Selected extract:
════
The cotton farms of Country Q became so productive that that market could not absorb all that they produced. Consequently, cotton prices fell. The government tried to boost cotton prices by offering farmers who took 25 percent of their cotton acreage out of production direct support payments up to a specified maximum per farm.

The government's program, if successful, will not be a net burden on the budget. Which of the following, if true, is the basis for an explanation how this could be so?

(A) Depressed cotton prices meant operating losses for cotton farms, and the government lost revenue from taxes on farm profits.

(B) Cotton production in several countries other than Q declined slightly the year that support-payment program went into effect in Q.

(C) The first year that the support-payment program was in effect, cotton acreage in Q was 5% below its level in the base year for the program.

(D) The specified maximum per farm meant that for very large cotton farms the support payments were less per acre for those acres that were withdrawn from production than they were for smaller farms.

(E) Farmers who wished to qualify for support payments could not use the cotton acreage that was withdrawn from production to grow any other crop


What does "25 percent of their cotton acreage out of production" means?
════
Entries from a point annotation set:
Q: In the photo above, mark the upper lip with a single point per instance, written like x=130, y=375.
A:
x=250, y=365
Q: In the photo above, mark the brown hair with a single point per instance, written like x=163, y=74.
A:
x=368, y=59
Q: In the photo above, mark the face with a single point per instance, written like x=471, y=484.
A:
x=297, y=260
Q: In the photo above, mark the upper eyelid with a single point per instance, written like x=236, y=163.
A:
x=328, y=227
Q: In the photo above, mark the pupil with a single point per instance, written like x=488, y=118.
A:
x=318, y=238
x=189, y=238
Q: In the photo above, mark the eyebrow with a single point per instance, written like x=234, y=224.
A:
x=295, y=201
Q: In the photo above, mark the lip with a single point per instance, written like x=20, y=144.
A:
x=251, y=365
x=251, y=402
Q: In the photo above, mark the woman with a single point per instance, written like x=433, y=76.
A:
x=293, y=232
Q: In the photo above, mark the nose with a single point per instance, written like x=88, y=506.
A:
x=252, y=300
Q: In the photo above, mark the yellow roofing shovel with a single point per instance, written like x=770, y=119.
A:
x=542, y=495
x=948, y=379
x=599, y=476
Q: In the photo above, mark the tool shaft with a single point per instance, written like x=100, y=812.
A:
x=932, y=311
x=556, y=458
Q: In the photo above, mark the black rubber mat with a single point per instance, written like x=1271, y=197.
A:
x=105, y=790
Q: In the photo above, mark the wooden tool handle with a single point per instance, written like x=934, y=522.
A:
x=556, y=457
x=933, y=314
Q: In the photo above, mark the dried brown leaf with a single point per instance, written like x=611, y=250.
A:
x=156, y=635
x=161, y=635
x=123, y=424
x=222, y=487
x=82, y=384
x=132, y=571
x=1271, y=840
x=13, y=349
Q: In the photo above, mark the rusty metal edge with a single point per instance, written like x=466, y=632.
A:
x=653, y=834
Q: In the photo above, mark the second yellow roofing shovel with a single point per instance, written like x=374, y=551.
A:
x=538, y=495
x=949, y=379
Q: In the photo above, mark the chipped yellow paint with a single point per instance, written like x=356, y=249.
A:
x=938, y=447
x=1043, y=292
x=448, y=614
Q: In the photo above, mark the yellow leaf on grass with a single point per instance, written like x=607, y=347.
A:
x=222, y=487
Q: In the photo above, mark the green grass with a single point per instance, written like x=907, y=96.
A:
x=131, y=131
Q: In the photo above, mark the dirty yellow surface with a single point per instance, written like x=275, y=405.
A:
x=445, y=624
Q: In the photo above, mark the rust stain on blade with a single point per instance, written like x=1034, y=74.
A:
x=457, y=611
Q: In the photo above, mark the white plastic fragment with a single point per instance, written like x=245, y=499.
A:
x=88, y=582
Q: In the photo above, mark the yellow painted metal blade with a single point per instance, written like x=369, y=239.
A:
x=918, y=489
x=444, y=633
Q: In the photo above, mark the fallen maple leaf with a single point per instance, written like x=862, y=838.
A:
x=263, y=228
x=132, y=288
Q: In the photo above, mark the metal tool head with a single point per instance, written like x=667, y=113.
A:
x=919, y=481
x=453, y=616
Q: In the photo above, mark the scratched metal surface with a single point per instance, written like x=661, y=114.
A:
════
Goal of the exercise:
Answer these questions from the cotton passage:
(a) What share of their cotton acreage did farmers have to take out of production to receive direct support payments?
(b) In option (C), how far below its base-year level was cotton acreage in Q during the program's first year?
(c) In option (E), what could farmers seeking support payments not do with the acreage withdrawn from production?

Solution for this exercise:
(a) 25 percent.
(b) 5% below.
(c) They could not use it to grow any other crop.